:: Exercises ::
- a) Write out the firewood-drying discussion word for word, everything from "Do you know" down to "or dry quickly.".
- b) Extend the firewood-drying discussion from where it stops.
═══ Passage provided
Do you know anyplace that is trying to get rid of pallets?  They got me through my first year.  They are so thin that they are almost always dry or dry quickly.    

Things you can do in the meantime is to stack your wood where the sun and wind will get to it.  We're starting to get days into the high 30s and maybe touching the 40s so wood will start to dry faster.  Stacking it inside by the stove for a few days will also help.

Maybe you can get a load of wood for cheaper if he does not kiln dry it.  Then you can stack it and let it season naturally.

Matt


----------



## gyrfalcon (Mar 3, 2013)

EatenByLimestone said:


> Kiln drying will throw all that off as the weathering won't happen. Maybe a moisture meter is the best bet. Or split the not so sure ones in half to increase the surface area. The more surface area you have, the faster and better it will burn. It will dry faster also so you can split the ones you think are wet and then let them sit in the wind to finish the drying process.
> 
> Matt


Yes.  Thank you.  That's what I'm trying to say, only not very well.  The kiln-dried stuff just doesn't give the visual cues the air-dried does.  I do know about splitting down both for burning and drying and have relied on that info I learned here for the last five years of erratic wood supply.  I'm just trying to use this rather odd situation to learn more than I knew before about degrees of dryness.  Because this load is so mixed up in its degree of dryness, it's not a case of one stack being ready and the next not.  It's all jumbled together and has to be sorted out piece by piece.  I can't split and test every single piece, so I'm trying to figure out the subtler clues to how dry each one might be.
══════
═══ Information shown
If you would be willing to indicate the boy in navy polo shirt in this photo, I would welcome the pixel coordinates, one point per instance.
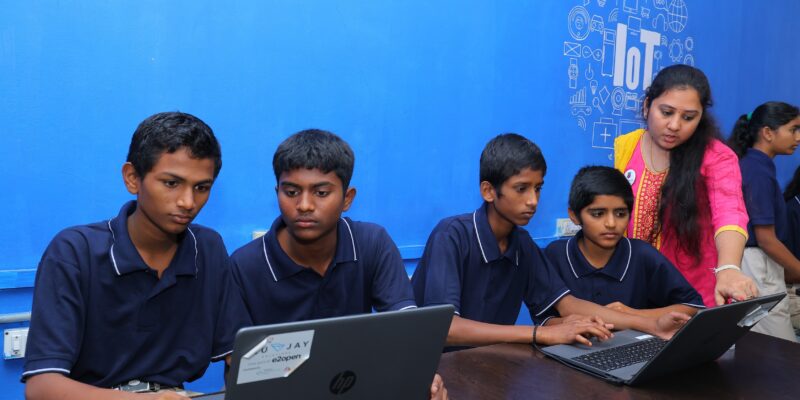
(313, 263)
(146, 298)
(601, 265)
(485, 265)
══════
:: Answers to the tasks ::
- a)
Do you know anyplace that is trying to get rid of pallets?  They got me through my first year.  They are so thin that they are almost always dry or dry quickly.

- b)
I'm semi-maddened by the fact that I can bring in some stuff that sure seems dry enough, and yet I put it in the fire and it sits and sulks instead of burning well.  Other stuff I thought maybe wasn't ready lights right up.  This lot ranges from hophornbeam to black birch to beech to hard maple to sliver birch to swamp maple to ash to something very lightweight I can't identify, and my supplier has very considerately split it all into a whole range of sizes.  It would be a fantastic load of stuff for every conceivable heating need if it was all as dry as it should be.  But it ain't, it varies from 20 percent to 30, across that entire range of species and split sizes.  Ayiiiiieee!


----------



## fox9988 (Mar 3, 2013)

I cut two standing dead Red Oaks recently.
1) 8"DBH, still had the bark on it, dead for an unknow number of years, 16% MC at the base cut.
2) 24"DBH, very little bark, died in 2009 ice storm (whole top broke out), 35-45% MC.


----------



## EatenByLimestone (Mar 3, 2013)

Knowing your area I'm going to guess your light weight wood is probably poplar.  Some call it aspen or popple also.  It may also be willow but there is less of it up there than there is down here.


----------



## gyrfalcon (Mar 3, 2013)

EatenByLimestone said:


> Do you know anyplace that is trying to get rid of pallets? They got me through my first year. They are so thin that they are almost always dry or dry quickly.
> 
> Things you can do in the meantime is to stack your wood where the sun and wind will get to it. We're starting to get days into the high 30s and maybe touching the 40s so wood will start to dry faster. Stacking it inside by the stove for a few days will also help.
> 
> ...


Yes, good suggestions.  I'm not suffering at this point in the season, just a little chilly and very irritated.  We too are into the time of year when the temperatures are in the 30s and 40s, so it's not critical.  I tried taking apart pallets a few years ago, but it just takes more strength (and maybe tools ) than I possess, so not practical for me.

The reason I've gone to kiln-dried wood is that my property is on the side of a ridge, so all of it is sloped fairly steeply.  I tried for several years to stack green wood on my wonderfully sunny and windy slope, where it dries very fast indeed, but pretty much every time it rains, the ground shifts and the stacks fall over.  I can deal with restacking once or twice a year, but not every few weeks!

The supplier I have now charges about the same for his kiln-dried stuff as local folks charge for what's called "seasoned" wood here, meaning cut only in the spring.  I can get much more expensive seriously kiln-dried stuff from a lumber yard about 30 miles from here, which I've gotten a couple of pickup truck loads from for at least getting a hot fire started that will get this less dry stuff going.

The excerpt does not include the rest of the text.